**Document text:**
-----
The Simplyhealth Professionals’ Annual Oral Health Survey shows up to three million could be putting their dental health in danger as fear of the dentist and money worries lead to dental avoidance.

Britain could be reclaiming its reputation as the nation of bad teeth as a new survey from dental payment plan specialists Denplan by Simplyhealth Professionals reveals over one in 20 admit to never visiting the dentist. Even more shockingly, 1% admit they never brush their teeth, which could represent over 500,000 of the population.

For those who avoided the dental chair and visit the dentist less often than once every two years, 39% said they were too scared of the dentist or pain, and the same number claimed they couldn’t afford check-ups.

In a worrying socio-economic trend, over half of UK adults said they’d cancel a routine dental appointment if they had financial worries, despite check-ups costing as little as £20. Young people aged 18-24 were the age group most likely to cancel.

14% of those that don’t regularly visit the dentist said they couldn’t access an NHS dentist, while one in five were worried they’d uncover further issues that needed treatment. In contrast, 91% of those with a dental payment plan went to the dentist every six months.
-----
**Your objective:**
Copy the dental survey text between "For those who" and "likely to cancel.", inclusive, and swap "check-ups" for "examinations" throughout. The lines that come next play no part in this.
-----
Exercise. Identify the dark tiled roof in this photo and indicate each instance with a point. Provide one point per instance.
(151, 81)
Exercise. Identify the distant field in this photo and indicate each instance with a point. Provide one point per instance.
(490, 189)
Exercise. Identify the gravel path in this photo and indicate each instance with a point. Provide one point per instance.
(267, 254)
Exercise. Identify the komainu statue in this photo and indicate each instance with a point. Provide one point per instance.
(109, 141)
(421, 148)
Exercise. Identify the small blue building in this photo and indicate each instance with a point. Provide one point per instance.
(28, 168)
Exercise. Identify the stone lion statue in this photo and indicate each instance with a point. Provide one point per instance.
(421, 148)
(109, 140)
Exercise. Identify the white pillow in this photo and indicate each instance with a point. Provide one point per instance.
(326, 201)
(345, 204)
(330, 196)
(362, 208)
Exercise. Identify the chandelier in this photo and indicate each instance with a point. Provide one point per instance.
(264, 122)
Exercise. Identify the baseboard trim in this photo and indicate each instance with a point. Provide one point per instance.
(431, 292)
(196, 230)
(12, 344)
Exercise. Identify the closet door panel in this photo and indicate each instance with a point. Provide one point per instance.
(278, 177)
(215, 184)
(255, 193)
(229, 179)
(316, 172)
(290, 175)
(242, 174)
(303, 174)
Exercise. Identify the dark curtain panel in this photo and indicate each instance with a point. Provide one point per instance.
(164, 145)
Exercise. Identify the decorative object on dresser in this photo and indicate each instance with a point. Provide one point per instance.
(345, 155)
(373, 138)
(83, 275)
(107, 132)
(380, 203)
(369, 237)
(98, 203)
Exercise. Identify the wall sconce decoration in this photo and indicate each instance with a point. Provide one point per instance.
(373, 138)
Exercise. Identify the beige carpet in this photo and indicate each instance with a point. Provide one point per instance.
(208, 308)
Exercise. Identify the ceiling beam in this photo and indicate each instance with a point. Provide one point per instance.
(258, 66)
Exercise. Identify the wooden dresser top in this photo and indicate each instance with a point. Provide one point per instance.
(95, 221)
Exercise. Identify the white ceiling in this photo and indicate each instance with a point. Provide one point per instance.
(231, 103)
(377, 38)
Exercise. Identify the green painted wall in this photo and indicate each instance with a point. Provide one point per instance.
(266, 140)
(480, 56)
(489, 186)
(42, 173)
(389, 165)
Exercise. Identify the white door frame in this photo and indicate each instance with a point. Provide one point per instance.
-----
**Result of the exercise:**
For those who avoided the dental chair and visit the dentist less often than once every two years, 39% said they were too scared of the dentist or pain, and the same number claimed they couldn’t afford examinations.

In a worrying socio-economic trend, over half of UK adults said they’d cancel a routine dental appointment if they had financial worries, despite examinations costing as little as £20. Young people aged 18-24 were the age group most likely to cancel.